■ Цель 1: Перепишите фрагмент отрывка о театре Арто от слов «Пьеса была закончена» до слов «из убийц Ченчи.», заменив «финансировала» на «оплатила».
■ Цель 2: Чем, согласно отрывку о театре Арто, сам Арто объяснял свое согласие поставить пьесу Стриндберга? Ответьте одним–тремя предложениями.
■ Цель 3: Сколько спектаклей «Ченчи» состоялось, согласно отрывку о театре Арто?

■ Предложенный отрывок:
>>>

С самого начала спектакля они начали кричать, что организаторы спектакля подкуплены шведскими капиталистами. Арто, который ждал своего выхода в пятнадцатой картине, появился на сцене и присоединился к нарушителям порядка, уверяя, что он согласился поставить пьесу Стриндберга только потому, что этот писатель пострадал от шведского общества.

Выступая с начала 30-х годов с докладами и статьями, вошедшими в книгу «Театр и его двойник», Арто пишет «Ченчи. Традегию в четырех актах и десяти картинах по мотивам Шелли и Стендаля».

Пьеса была закончена в феврале 1935 года и поставлена в театре «Фоли-Ваграм» 6 мая. Состоялось всего 17 спектаклей. Арто исполнял роль Ченчи, Ия Абди, русская по происхождению, жена английского лорда, которая финансировала это представление, играла Беатриче, дочь Ченчи. Роже Блен, в то время начинавший свою театральную деятельность, играл одного из убийц Ченчи.

Основные действующие лица трагедии Арто то же, что и герои пятиактной трагедии Шелли, написанной в 1819 году и переведенной на французский язык в 1887 году (превосходный русский перевод К. Д. Бальмонта был издан в 1907 г.). Содержание трагедии можно передать словами Стендаля: это «правдивая история смерти Джакомо и Беатриче Ченчи и их матери Лукреции Петрони Ченчи, казненных за убийство отца и мужа в субботу, 11 сентября 1599 года, во время правления святейшего папы Климента VIII Альдобрандини». (Стендаль. «Итальянские хроники». «Семья Ченчи»).

<<<

■ Исходные данные:
>>>

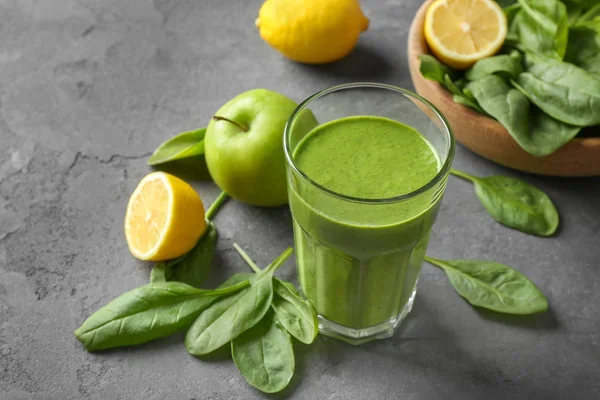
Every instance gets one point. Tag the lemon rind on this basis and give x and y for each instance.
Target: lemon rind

<<<

■ Письменный ответ 1:
Пьеса была закончена в феврале 1935 года и поставлена в театре «Фоли-Ваграм» 6 мая. Состоялось всего 17 спектаклей. Арто исполнял роль Ченчи, Ия Абди, русская по происхождению, жена английского лорда, которая оплатила это представление, играла Беатриче, дочь Ченчи. Роже Блен, в то время начинавший свою театральную деятельность, играл одного из убийц Ченчи.

■ Письменный ответ 2: Арто уверял, что согласился поставить пьесу Стриндберга только потому, что этот писатель пострадал от шведского общества.

■ Письменный ответ 3: Всего 17 спектаклей.